Kavram olarak ıslah; taraflardan birinin yapmış olduğu usul işleminin tamamen veya kısmen düzeltilmesidir (6100 sayılı HMK. m. 176).
Islah müessesi, dava değiştirme, başka deyişle iddia ve müdafaanın değiştirilmesi veya genişletilmesi yasağını bertaraf eden bir imkandır. Zira bu suretle, aslında yasal itiraz ile karşılaşılabilecek olan herhangi bir taraf muamelesi, ıslah kurumu yardımı ile artık bu itirazı davet etmeksizin yapabilmektedir (Üstündağ S: Medeni Yargılama Hukuku, C.I.II.B.5, ... 1992, s.534).
Islah, mahkemeye yöneltilen tek taraflı ve açık bir irade beyanı olduğundan, yasal şartları yerine getirildiği takdirde karşı tarafın ya da mahkemenin kabulüne bağlı olmaksızın yapılabilir. İddia ve savunmayı değiştirme ya da genişletme sayılmayan hallerde veya karşı tarafın genişletme ve değiştirmeye rıza gösterdiği hallerde ıslaha başvurmaya gerek olmadığı açıktır.
Davanın tamamen ıslahı mümkün olduğu gibi kısmen ıslahı da mümkündür. Ancak ıslahın yapılması zamanı bakımından Kanunda sınırlandırılmış ve HMK"nın "Islahın Zamanı ve Şekli" başlıklı 177. maddesinin 1. fıkrasında tahkikatın sona ermesine kadar ıslahın yapılabileceği düzenlenmiştir. Yine ıslahın sayısı da sınırlandırılmış ve HMK"nın 176. maddesinin 2. fıkrasında aynı davada, tarafların ancak bir kez ıslah yoluna başvurabilecekleri düzenleme altına alınmıştır.
Islahın konusu tarafların yaptıkları kendi usul işlemleridir. Taraflar ıslahla, dilekçelerinde belirttikleri vakıaları, dava konusunu, talep sonucunu değiştirebilirler.

> _Verilen Bilgiler_
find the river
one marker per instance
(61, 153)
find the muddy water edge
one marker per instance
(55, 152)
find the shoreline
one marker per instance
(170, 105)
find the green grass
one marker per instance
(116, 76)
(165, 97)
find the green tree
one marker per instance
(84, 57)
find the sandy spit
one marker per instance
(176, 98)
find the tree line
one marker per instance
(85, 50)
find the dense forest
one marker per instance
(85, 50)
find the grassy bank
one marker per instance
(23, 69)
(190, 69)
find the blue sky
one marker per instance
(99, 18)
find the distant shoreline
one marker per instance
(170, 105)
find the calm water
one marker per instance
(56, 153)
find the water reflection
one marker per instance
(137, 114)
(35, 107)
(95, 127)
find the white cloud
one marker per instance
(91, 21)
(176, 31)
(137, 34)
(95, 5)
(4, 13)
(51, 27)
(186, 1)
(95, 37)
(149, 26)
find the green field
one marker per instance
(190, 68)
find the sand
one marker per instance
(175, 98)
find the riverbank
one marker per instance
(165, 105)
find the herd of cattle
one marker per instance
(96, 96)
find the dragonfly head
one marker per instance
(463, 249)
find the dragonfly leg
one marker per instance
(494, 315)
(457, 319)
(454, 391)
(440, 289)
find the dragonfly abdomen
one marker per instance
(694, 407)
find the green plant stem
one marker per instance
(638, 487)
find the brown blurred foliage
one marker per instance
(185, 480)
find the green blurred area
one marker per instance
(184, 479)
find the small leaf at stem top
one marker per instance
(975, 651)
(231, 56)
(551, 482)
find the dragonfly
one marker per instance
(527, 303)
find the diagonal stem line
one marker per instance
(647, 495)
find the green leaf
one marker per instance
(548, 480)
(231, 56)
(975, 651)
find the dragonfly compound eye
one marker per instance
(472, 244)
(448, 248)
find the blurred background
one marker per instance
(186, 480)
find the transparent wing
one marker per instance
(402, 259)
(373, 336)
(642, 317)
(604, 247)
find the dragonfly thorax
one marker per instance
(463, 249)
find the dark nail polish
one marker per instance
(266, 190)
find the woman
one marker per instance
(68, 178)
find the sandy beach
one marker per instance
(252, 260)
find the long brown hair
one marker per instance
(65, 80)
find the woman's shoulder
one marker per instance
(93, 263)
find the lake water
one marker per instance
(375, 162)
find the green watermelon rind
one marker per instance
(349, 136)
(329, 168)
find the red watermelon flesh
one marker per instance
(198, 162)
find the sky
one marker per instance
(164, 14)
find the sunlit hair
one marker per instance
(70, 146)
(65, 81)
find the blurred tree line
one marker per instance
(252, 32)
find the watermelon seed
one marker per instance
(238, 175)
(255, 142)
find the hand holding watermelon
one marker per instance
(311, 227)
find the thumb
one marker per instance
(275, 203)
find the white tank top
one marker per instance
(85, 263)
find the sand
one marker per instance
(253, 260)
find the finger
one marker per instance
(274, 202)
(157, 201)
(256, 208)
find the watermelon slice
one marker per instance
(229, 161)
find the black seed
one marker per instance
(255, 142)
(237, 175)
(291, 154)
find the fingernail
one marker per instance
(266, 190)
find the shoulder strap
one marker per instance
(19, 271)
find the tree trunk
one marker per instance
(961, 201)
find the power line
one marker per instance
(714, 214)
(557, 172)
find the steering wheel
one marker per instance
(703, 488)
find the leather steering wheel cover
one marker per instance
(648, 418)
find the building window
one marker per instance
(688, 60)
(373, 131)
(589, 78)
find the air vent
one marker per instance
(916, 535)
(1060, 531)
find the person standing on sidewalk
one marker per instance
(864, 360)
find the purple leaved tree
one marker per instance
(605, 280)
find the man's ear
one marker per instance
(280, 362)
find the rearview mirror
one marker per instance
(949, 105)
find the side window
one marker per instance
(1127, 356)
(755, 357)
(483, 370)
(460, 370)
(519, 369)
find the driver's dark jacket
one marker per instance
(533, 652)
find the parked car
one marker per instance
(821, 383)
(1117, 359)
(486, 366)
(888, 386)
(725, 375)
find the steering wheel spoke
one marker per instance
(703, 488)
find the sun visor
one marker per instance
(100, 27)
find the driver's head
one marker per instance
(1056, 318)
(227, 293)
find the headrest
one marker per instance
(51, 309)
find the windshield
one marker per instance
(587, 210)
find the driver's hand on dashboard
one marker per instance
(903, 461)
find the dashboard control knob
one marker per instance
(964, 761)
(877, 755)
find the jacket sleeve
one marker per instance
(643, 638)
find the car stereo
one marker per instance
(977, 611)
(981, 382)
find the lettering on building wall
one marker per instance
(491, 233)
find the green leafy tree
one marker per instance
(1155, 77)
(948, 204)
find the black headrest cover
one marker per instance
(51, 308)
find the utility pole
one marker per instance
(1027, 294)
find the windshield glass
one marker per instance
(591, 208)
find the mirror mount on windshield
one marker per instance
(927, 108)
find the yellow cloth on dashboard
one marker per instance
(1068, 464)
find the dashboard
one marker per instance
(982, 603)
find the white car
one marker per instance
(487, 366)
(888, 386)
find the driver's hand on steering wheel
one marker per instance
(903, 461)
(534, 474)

> _Sorunun Tanımı 1_
Satırlarda "find the lettering on building wall" ifadesini içeren satırdan satırların sonuna kadar, iki uç da dahil olmak üzere, her satır ayrı bir dize olacak şekilde bu satırları bir JSON listesi olarak verir misin? Boş satırları listeye alma.
> _Sorunun Tanımı 2_
Islah hakkındaki metni kaldığı yerden devam ettirir misin?
Metin ile satırlar birbirinden farklı kaynaklardan alınmıştır.

> _Alıştırma Çıktısı 1_
[
  "find the lettering on building wall",
  "one marker per instance",
  "(491, 233)",
  "find the green leafy tree",
  "one marker per instance",
  "(1155, 77)",
  "(948, 204)",
  "find the black headrest cover",
  "one marker per instance",
  "(51, 308)",
  "find the utility pole",
  "one marker per instance",
  "(1027, 294)",
  "find the windshield glass",
  "one marker per instance",
  "(591, 208)",
  "find the mirror mount on windshield",
  "one marker per instance",
  "(927, 108)",
  "find the yellow cloth on dashboard",
  "one marker per instance",
  "(1068, 464)",
  "find the dashboard",
  "one marker per instance",
  "(982, 603)",
  "find the white car",
  "one marker per instance",
  "(487, 366)",
  "(888, 386)",
  "find the driver's hand on steering wheel",
  "one marker per instance",
  "(903, 461)",
  "(534, 474)"
]

> _Alıştırma Çıktısı 2_
Islahın amacı yargılama sürecinde şekil ve süreye aykırılık sebebiyle ortaya çıkabilecek maddi hak kayıplarını ortadan kaldırmak olduğundan, hak ve alacağı bu sürecin dışında ortadan kaldırmış olan işlemlerin, yani maddi hukuk işlemlerinin ıslah yoluyla düzeltilebilmesi elbette ki mümkün değildir. Bir başka deyişle, maddi hakkı sona erdiren maddi hukuk işlemleri, ıslahla düzeltilemez. Feragat, kabul, sulh gibi işlemler velev ki dava içinde yapılsın, asıl hakkı ortadan kaldırdıklarından, usul işlemi olduğu kadar (davayı etkilediği için usul işlemidir) maddi hukuk işlemi mahiyetini de taşımaktadır ve bu sebeple, bu işlemlerin ıslah yoluyla düzeltilmesi imkansızdır. Çünkü ıslah, yargılama hukukunun şekle ve süreye bağlılığından kaynaklanan zımni hak kayıplarının telafisi için öngörülmüş bir müessesedir. Açık bir irade beyanı ile terk edilen haklar, maddi gerçeğin şekle feda edilmesi gibi bir sonuç doğurmadığı için ıslahın konusu olamaz.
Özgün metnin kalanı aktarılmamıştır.